Put the lines from the line with "detect every playground" to the line with "94,123 -> 351,168", both included, into a JSON list of strings with one string per line, leaving out any blank lines.

═════ INFORMATION SUPPLIED

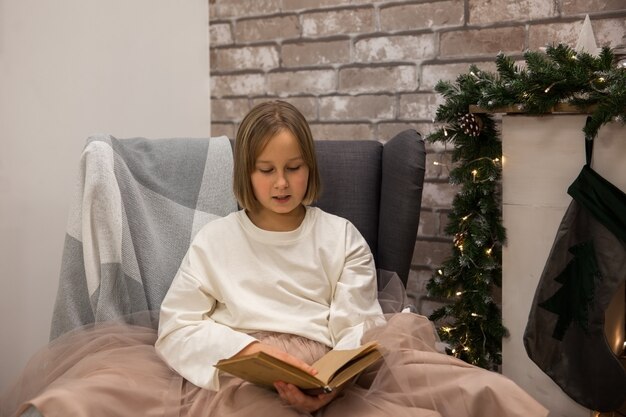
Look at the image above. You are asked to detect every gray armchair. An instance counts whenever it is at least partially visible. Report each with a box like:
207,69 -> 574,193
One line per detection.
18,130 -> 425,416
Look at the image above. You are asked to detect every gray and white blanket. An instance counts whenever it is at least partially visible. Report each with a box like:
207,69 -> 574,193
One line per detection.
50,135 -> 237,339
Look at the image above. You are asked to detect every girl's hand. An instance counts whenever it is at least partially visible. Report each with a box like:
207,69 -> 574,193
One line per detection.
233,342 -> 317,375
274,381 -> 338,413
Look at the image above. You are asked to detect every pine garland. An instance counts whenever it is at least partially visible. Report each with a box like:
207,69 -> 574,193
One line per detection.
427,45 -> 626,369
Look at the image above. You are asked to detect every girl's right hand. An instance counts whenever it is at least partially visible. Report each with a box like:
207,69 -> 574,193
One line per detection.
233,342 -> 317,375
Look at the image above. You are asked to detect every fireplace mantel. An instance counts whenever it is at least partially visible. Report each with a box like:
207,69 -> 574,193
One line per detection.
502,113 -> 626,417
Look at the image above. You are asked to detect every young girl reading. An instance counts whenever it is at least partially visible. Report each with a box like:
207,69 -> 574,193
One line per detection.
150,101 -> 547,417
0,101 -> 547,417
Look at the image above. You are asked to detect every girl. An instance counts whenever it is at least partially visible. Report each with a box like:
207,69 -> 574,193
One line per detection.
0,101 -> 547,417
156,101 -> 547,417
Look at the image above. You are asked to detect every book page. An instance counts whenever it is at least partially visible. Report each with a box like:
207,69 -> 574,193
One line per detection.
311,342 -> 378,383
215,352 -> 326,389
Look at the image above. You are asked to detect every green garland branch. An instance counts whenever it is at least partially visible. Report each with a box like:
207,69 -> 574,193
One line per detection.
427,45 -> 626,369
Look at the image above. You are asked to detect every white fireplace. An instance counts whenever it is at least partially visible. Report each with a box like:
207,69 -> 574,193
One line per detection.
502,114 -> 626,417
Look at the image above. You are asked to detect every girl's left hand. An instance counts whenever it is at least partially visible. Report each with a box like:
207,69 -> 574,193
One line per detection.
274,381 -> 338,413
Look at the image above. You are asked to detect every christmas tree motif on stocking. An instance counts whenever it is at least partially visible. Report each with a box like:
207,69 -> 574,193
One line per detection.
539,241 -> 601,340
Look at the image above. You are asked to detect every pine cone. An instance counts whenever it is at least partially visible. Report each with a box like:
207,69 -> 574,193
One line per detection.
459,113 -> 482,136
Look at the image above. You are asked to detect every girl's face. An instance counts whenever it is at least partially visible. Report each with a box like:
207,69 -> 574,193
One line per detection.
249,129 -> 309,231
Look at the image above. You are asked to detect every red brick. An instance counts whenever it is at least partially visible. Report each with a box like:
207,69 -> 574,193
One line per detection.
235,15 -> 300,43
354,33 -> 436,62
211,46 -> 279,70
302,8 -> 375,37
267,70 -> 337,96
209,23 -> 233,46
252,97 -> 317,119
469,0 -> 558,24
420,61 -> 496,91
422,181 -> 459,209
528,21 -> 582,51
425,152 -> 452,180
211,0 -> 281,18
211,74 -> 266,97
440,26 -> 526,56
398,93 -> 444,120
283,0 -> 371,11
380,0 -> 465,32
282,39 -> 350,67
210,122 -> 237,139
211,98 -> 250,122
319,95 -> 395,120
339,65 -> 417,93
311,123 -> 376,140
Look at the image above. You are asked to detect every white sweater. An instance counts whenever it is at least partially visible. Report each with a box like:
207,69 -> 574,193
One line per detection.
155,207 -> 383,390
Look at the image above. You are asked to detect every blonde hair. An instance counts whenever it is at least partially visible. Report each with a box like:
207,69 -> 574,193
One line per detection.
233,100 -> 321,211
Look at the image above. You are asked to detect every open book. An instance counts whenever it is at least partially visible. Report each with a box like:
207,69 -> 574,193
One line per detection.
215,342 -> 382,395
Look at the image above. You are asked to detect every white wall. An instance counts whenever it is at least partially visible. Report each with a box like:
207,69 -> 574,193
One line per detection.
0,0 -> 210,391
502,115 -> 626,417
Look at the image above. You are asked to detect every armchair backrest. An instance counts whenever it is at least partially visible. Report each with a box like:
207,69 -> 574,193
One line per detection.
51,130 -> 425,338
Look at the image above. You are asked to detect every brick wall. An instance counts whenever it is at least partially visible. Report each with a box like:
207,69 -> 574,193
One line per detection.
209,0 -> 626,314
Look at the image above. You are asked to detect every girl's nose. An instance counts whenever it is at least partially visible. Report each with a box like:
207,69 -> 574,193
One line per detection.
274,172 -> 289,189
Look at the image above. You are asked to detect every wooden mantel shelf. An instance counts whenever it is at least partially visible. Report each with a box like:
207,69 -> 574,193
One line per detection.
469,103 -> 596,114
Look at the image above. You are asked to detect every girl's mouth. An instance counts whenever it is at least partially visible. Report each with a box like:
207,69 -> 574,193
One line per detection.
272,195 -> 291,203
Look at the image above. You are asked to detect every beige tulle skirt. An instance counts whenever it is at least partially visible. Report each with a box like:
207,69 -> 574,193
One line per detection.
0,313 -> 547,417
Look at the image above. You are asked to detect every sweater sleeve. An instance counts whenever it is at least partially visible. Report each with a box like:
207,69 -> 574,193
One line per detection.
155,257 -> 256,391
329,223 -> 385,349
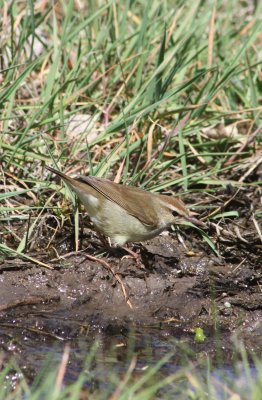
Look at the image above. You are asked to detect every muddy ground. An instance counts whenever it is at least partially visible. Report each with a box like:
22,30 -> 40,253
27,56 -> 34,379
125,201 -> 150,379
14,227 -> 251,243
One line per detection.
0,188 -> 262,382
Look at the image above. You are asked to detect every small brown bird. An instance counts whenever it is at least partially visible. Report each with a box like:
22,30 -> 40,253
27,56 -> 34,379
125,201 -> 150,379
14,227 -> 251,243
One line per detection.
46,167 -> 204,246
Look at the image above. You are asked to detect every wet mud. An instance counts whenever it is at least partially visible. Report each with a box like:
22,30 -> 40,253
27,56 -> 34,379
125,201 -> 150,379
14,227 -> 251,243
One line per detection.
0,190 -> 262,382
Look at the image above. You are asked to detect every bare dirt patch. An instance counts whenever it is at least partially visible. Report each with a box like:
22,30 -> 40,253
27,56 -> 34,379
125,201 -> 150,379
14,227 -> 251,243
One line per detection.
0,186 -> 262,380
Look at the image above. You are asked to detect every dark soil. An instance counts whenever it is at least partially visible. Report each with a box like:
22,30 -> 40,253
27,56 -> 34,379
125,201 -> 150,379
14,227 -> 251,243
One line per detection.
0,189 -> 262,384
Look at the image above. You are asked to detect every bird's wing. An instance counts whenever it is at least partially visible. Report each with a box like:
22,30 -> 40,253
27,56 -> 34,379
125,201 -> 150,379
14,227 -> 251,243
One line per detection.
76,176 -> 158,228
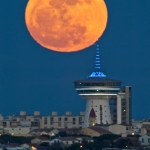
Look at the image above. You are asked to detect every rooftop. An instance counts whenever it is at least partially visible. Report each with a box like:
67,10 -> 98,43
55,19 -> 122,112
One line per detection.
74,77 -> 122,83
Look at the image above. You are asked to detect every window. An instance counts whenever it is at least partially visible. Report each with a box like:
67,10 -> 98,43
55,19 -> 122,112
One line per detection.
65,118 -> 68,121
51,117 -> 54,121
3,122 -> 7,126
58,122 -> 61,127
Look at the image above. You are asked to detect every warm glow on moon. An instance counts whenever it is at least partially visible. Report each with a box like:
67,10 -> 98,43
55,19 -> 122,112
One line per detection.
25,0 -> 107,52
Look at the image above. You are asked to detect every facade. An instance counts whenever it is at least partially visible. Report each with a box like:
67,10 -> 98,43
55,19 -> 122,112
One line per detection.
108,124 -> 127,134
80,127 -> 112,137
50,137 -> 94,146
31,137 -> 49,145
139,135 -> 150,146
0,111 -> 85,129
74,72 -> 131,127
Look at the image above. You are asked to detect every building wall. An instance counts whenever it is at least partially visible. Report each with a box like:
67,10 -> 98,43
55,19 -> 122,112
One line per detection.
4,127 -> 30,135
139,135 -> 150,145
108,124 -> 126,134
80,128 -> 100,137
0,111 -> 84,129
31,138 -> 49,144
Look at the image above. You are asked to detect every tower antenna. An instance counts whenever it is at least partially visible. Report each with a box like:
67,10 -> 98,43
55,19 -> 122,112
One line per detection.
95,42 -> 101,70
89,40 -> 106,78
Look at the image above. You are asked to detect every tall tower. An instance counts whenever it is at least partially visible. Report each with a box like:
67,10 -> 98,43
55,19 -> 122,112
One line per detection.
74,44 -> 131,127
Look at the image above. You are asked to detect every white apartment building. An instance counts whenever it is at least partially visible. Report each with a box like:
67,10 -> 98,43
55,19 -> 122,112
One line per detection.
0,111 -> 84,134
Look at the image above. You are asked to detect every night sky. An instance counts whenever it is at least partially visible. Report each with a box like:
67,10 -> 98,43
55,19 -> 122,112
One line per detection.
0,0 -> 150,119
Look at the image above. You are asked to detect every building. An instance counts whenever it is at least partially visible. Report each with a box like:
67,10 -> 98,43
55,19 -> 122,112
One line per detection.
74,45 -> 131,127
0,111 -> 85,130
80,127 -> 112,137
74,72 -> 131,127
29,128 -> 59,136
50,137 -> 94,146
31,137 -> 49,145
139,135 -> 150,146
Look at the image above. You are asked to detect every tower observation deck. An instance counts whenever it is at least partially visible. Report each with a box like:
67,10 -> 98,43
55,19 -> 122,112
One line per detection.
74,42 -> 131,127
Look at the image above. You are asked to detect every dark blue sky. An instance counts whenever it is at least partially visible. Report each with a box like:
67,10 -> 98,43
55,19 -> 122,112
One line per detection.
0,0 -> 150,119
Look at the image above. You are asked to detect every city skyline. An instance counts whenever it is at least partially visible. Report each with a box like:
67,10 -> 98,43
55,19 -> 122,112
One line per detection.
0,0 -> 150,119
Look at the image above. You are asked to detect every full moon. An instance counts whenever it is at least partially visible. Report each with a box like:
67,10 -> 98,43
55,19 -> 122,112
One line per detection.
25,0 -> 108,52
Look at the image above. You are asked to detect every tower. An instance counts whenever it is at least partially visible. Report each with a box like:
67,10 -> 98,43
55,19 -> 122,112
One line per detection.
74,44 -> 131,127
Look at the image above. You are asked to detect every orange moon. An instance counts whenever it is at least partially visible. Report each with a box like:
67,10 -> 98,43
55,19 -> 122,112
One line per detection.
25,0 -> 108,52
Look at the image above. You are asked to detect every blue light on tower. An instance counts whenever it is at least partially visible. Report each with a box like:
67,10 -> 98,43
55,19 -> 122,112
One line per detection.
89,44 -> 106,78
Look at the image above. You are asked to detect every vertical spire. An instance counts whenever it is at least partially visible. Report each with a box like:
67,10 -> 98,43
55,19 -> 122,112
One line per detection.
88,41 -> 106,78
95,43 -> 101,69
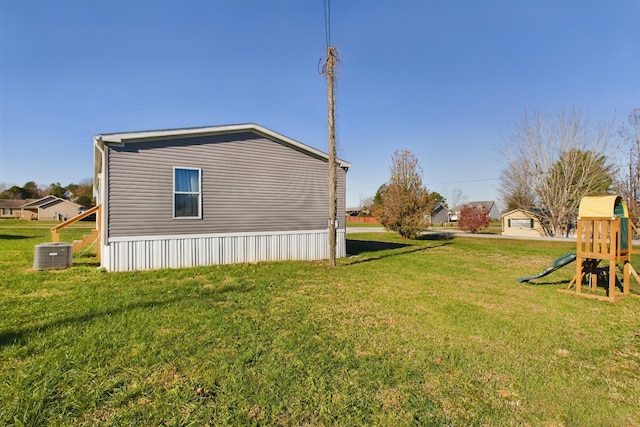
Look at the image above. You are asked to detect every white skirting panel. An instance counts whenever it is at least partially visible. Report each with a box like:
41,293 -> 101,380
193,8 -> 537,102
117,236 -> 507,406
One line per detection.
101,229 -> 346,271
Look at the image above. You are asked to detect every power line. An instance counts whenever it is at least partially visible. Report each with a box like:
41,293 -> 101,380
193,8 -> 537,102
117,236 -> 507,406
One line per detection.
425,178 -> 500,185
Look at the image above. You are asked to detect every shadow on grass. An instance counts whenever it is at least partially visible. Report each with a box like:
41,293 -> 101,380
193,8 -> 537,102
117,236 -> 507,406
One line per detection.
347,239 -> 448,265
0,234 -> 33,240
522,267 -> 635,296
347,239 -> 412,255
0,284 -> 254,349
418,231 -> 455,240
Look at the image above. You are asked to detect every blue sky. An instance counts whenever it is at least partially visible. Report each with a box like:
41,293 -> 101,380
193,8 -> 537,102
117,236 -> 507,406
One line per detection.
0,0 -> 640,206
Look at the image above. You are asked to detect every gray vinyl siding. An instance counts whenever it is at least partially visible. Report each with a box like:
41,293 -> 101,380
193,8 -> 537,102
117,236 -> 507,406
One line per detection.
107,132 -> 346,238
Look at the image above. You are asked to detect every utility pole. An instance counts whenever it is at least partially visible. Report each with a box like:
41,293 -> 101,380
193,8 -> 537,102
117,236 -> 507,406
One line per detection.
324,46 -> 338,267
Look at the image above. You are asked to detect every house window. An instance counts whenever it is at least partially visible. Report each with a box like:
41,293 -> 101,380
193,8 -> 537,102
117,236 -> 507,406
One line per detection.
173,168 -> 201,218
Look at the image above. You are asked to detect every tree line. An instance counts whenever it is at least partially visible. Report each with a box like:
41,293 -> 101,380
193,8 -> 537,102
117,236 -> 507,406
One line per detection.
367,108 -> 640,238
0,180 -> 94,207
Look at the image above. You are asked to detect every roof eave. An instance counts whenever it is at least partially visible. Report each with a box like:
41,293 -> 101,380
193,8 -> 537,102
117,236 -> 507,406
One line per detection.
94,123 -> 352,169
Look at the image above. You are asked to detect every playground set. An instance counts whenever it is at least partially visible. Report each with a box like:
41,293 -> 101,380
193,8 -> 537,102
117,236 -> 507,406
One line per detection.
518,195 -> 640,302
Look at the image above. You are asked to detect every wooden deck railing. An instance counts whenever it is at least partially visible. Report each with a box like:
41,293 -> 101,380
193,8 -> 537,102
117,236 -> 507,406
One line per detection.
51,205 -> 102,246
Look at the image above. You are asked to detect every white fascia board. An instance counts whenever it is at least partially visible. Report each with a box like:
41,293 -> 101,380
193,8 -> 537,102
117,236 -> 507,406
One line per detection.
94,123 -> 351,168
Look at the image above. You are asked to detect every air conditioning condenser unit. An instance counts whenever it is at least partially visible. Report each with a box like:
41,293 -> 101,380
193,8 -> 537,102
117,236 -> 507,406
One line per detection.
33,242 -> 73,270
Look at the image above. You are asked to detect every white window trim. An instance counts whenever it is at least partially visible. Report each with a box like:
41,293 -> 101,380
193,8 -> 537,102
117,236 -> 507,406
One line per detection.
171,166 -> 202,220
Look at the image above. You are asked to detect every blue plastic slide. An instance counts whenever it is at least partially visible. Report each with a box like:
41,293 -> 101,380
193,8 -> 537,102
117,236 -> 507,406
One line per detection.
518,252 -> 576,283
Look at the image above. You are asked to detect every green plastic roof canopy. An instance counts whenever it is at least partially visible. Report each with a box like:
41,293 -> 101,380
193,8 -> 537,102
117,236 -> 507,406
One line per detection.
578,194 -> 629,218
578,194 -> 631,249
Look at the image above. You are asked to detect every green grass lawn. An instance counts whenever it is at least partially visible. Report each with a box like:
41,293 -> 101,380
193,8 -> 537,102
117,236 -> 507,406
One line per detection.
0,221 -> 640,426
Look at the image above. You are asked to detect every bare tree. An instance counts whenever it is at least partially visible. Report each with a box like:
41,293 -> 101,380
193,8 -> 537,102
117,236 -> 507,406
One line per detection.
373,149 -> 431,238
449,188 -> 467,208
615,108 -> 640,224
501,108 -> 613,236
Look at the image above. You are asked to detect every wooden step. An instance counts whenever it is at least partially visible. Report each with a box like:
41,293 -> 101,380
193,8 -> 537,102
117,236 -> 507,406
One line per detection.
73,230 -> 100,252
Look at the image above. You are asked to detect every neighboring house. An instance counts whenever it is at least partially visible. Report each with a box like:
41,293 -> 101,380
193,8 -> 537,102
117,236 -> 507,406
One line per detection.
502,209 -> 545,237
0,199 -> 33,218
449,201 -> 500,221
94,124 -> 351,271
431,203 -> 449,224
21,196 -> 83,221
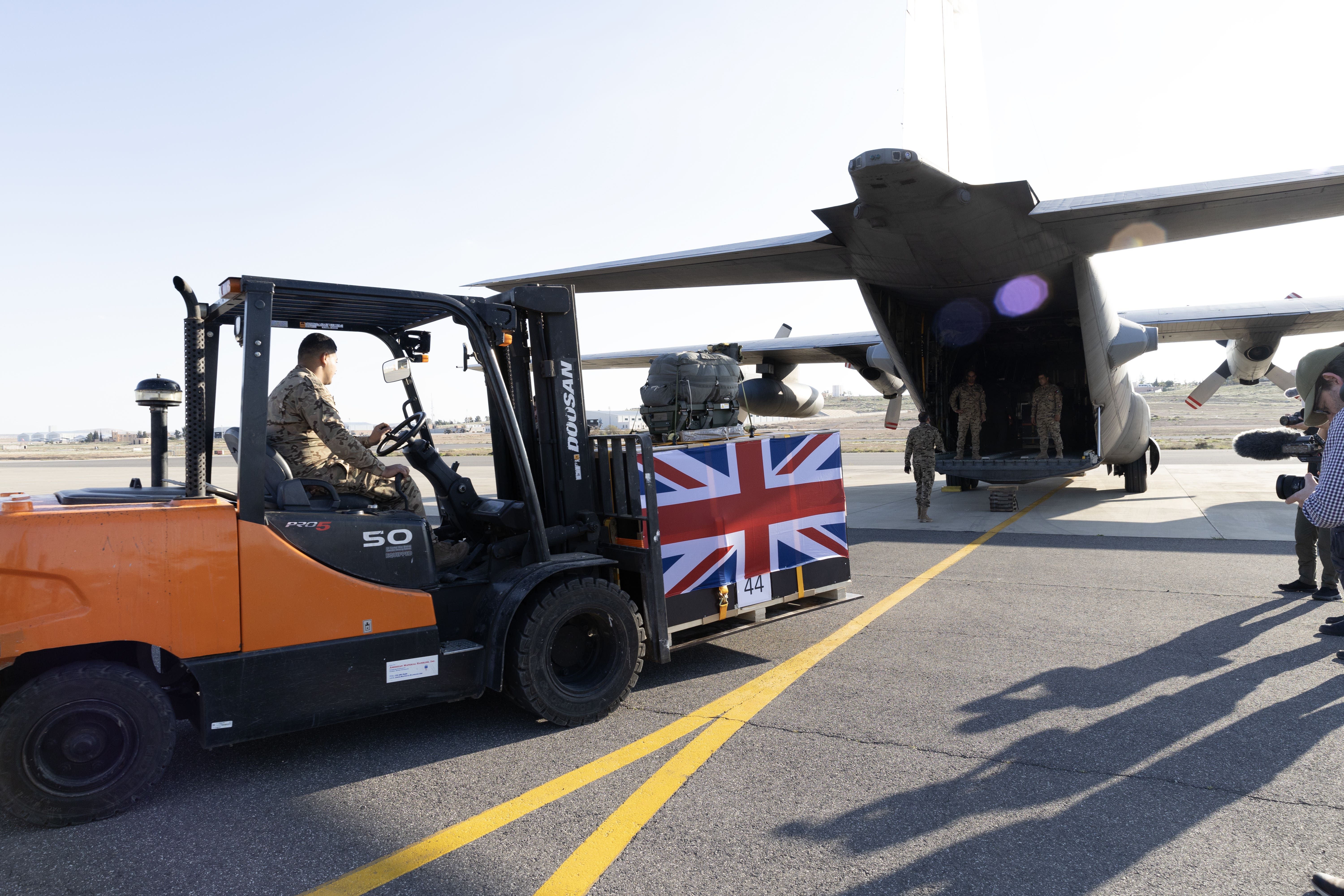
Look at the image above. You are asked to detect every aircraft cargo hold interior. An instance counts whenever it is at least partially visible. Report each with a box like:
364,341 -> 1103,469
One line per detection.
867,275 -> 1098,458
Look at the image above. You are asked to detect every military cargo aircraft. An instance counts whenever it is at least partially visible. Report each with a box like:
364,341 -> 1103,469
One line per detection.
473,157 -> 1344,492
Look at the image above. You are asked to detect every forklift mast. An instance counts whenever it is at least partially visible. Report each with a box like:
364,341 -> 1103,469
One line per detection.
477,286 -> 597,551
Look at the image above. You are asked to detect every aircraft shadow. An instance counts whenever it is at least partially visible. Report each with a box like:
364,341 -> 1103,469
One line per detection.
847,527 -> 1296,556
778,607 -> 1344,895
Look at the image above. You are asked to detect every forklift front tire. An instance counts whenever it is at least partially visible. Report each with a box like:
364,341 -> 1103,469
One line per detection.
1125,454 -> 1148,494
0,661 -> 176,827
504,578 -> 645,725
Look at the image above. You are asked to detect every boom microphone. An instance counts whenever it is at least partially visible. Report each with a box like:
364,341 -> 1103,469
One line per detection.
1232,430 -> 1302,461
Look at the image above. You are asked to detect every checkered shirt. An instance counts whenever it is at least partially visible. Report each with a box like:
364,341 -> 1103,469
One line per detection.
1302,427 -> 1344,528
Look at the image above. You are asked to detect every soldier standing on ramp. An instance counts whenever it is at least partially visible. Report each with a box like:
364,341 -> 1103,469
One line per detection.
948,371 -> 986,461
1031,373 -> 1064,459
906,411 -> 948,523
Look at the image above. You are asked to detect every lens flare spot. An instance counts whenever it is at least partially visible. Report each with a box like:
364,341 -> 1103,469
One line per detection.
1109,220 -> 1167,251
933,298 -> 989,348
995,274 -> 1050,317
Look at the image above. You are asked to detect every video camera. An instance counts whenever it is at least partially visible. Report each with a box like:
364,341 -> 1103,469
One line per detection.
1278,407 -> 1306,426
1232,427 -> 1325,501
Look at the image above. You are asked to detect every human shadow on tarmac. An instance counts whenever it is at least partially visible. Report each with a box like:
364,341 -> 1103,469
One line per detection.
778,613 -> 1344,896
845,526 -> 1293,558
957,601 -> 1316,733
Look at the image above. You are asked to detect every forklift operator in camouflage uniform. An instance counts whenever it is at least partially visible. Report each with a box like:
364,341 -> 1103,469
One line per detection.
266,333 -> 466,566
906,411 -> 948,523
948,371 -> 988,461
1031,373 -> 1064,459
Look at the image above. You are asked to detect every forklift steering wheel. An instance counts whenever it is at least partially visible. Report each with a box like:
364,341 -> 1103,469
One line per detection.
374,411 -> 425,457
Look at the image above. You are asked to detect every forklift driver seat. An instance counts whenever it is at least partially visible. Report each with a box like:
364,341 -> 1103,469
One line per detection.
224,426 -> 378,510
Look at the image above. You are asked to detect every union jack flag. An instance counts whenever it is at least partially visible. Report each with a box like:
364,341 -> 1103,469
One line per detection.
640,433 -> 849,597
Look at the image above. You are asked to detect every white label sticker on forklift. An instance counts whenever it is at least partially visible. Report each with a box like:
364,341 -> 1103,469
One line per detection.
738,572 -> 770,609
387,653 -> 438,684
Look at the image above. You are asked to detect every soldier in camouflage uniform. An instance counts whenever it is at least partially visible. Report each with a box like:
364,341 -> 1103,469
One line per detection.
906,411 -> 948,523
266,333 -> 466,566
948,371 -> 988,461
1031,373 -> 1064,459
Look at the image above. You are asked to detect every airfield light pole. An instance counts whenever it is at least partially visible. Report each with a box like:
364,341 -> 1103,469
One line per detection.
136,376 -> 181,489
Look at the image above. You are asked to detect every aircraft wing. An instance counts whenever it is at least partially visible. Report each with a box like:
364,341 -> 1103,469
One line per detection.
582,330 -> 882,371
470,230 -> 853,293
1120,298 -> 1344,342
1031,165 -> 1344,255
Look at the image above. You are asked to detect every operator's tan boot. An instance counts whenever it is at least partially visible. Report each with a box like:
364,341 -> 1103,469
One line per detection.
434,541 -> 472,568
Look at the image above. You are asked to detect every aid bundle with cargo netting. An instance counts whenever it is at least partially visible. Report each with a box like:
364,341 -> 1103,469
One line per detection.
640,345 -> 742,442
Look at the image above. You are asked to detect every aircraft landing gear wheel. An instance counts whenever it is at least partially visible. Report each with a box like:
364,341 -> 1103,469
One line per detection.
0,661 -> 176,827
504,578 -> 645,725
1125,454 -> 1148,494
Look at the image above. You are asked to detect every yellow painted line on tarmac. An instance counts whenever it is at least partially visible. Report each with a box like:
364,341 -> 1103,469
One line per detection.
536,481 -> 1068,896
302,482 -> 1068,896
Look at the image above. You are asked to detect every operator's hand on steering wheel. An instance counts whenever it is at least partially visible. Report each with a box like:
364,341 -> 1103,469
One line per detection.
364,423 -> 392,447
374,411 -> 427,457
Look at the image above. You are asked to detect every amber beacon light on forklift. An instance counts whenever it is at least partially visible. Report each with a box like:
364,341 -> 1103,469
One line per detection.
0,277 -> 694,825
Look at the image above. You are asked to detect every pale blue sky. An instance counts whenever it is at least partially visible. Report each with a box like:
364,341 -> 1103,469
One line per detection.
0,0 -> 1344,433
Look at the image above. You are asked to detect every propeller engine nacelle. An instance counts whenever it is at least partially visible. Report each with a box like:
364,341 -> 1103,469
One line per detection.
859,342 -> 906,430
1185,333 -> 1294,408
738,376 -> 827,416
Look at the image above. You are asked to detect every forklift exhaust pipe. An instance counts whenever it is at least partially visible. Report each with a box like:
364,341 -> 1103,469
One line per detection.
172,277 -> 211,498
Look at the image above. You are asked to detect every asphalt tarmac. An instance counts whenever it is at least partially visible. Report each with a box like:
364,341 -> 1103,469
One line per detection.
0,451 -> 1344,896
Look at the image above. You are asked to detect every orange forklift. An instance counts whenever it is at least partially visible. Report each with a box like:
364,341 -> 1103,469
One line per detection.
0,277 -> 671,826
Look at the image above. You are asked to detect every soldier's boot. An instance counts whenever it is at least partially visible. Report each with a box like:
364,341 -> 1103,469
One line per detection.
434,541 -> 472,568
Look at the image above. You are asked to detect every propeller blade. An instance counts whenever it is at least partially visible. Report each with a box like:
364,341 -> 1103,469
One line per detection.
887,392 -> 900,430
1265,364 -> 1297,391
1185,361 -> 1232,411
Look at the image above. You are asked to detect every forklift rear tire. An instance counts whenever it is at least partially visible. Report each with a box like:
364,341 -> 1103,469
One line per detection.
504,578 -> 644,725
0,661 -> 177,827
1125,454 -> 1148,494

══════════

▶ [ANSWER TO THE PROBLEM]:
[
  "Look at the image above. You are asked to detect every playground set. An instance counts whenever it is at least partially visible. Report each with a box like:",
  "41,293 -> 101,380",
  "193,8 -> 537,102",
  "117,236 -> 507,406",
  "One line per detection.",
  "518,195 -> 640,302",
  "Look at the image above. You are asked to detect every wooden deck railing. An instance counts whenever it is at least partially visible. Report each with a box like:",
  "41,293 -> 101,380",
  "193,8 -> 537,102",
  "117,236 -> 507,406",
  "One line per detection.",
  "51,205 -> 102,246",
  "Look at the image above. You are asked to detect every white fascia board. An instance counts whenever it is at least partially visible. Report each with a box like:",
  "41,293 -> 101,380",
  "193,8 -> 537,102",
  "117,236 -> 507,406",
  "One line per detection.",
  "94,123 -> 351,168"
]